(begin)

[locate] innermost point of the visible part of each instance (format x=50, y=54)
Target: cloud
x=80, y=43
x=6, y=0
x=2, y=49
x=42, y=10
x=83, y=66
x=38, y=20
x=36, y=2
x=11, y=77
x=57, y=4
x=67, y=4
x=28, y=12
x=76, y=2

(end)

Write out every line of the records above again, request lines included, and multiply each x and y coordinate in the answers by 0.5, rounding to whole numbers with halves rounded up. Keep the numbers in the request lines, including the format sample, as they are.

[locate] innermost point of the visible part of each instance (format x=50, y=54)
Target: cloud
x=40, y=22
x=3, y=0
x=1, y=25
x=21, y=5
x=42, y=33
x=19, y=10
x=18, y=1
x=6, y=39
x=29, y=2
x=34, y=2
x=14, y=6
x=38, y=1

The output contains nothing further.